_Problem_
Lines with the word "instance": copy all of them from the entries below.
=== Begin Enclosure ===
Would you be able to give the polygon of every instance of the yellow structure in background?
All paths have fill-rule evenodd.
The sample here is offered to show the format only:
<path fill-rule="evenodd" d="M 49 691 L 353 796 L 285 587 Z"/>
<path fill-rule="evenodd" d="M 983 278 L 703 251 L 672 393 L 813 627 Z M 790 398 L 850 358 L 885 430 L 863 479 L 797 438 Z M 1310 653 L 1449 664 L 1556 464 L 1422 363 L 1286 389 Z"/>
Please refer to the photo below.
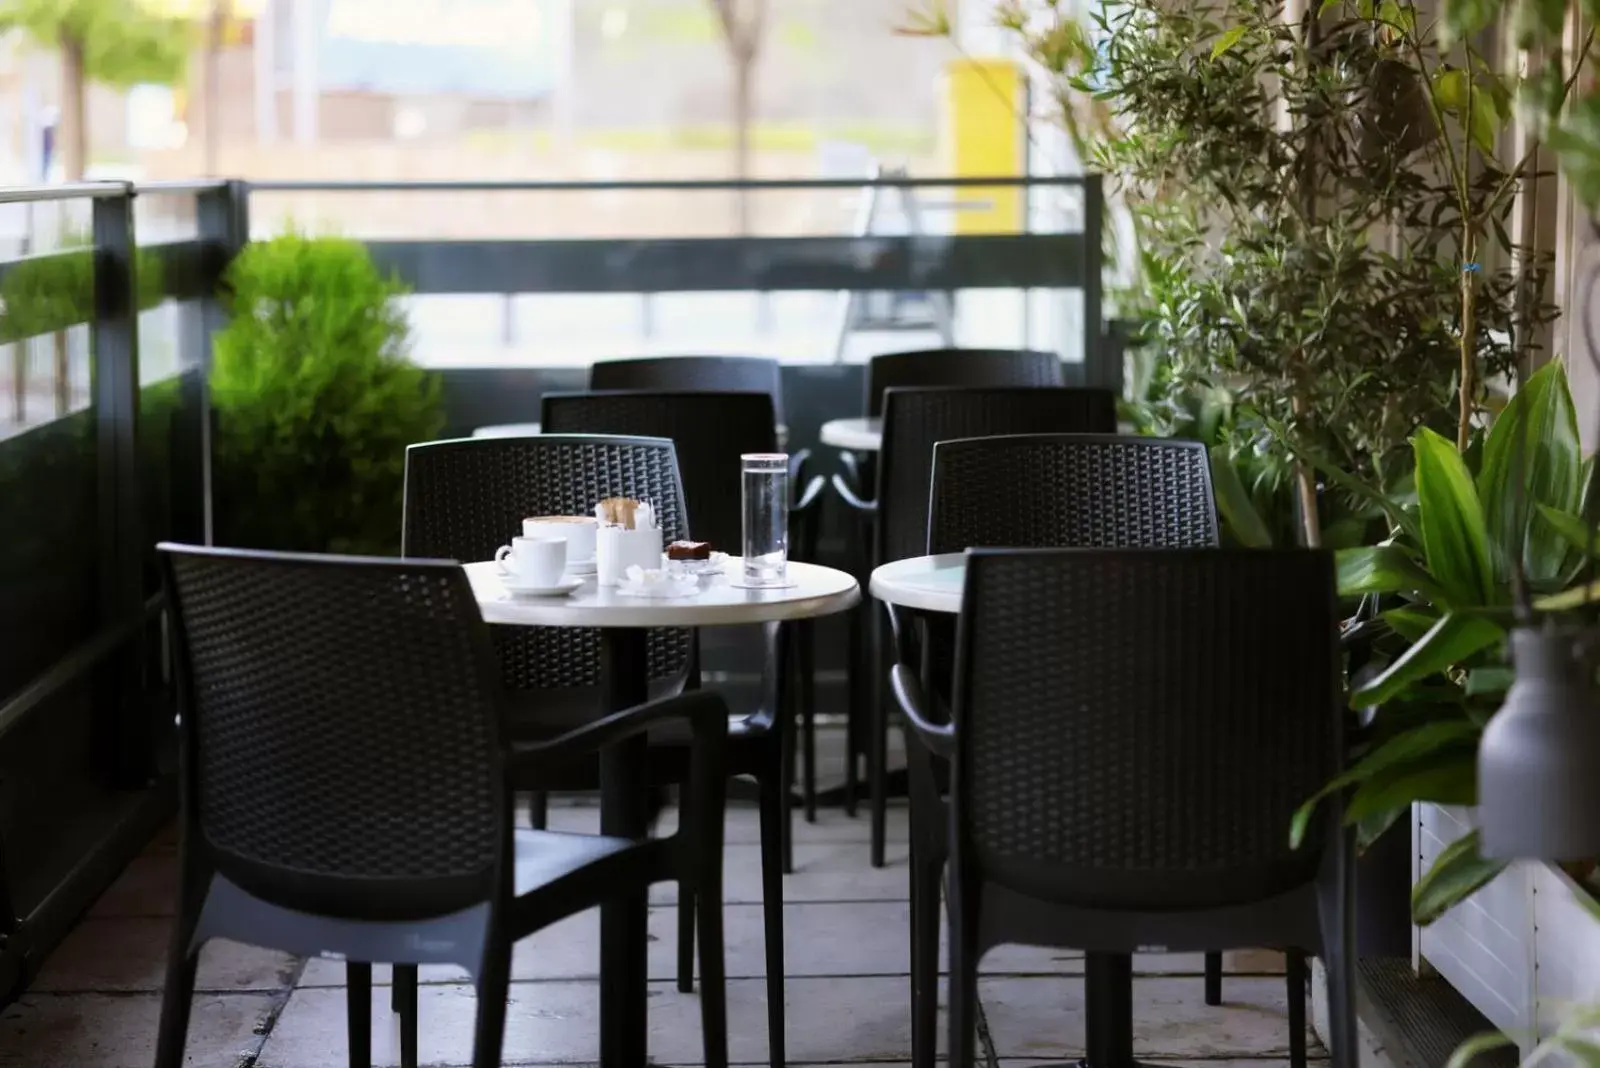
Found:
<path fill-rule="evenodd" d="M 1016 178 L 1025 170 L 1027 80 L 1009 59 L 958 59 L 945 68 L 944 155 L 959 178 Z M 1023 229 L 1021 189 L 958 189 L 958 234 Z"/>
=== End Enclosure ===
=== Begin Enclosure ===
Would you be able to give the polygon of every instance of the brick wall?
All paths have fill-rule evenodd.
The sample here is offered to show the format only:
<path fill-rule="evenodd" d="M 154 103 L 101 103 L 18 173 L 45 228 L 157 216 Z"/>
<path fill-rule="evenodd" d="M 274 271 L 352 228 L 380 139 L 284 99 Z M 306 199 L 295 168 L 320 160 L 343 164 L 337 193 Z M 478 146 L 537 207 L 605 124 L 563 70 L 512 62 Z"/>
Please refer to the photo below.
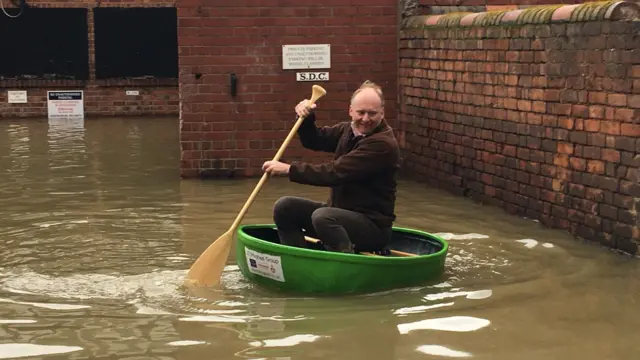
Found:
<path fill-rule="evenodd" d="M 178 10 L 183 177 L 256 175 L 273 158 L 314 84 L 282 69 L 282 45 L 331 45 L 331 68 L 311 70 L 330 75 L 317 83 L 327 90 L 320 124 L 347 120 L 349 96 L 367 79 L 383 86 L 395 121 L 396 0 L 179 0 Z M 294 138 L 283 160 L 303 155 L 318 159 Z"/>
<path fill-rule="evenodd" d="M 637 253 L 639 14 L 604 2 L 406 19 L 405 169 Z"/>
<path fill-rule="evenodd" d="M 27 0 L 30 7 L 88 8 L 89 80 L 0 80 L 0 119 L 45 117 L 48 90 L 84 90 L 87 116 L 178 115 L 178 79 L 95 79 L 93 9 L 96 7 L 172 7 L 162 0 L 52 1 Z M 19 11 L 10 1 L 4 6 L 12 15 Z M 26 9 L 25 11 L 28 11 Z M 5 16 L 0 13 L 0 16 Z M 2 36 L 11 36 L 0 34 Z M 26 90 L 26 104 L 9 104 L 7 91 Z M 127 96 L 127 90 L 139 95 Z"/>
=== End Enclosure ===
_Finished exercise_
Would you be able to give the polygon of every instance of the yellow structure in background?
Would you be able to give the polygon of every instance of the brick wall?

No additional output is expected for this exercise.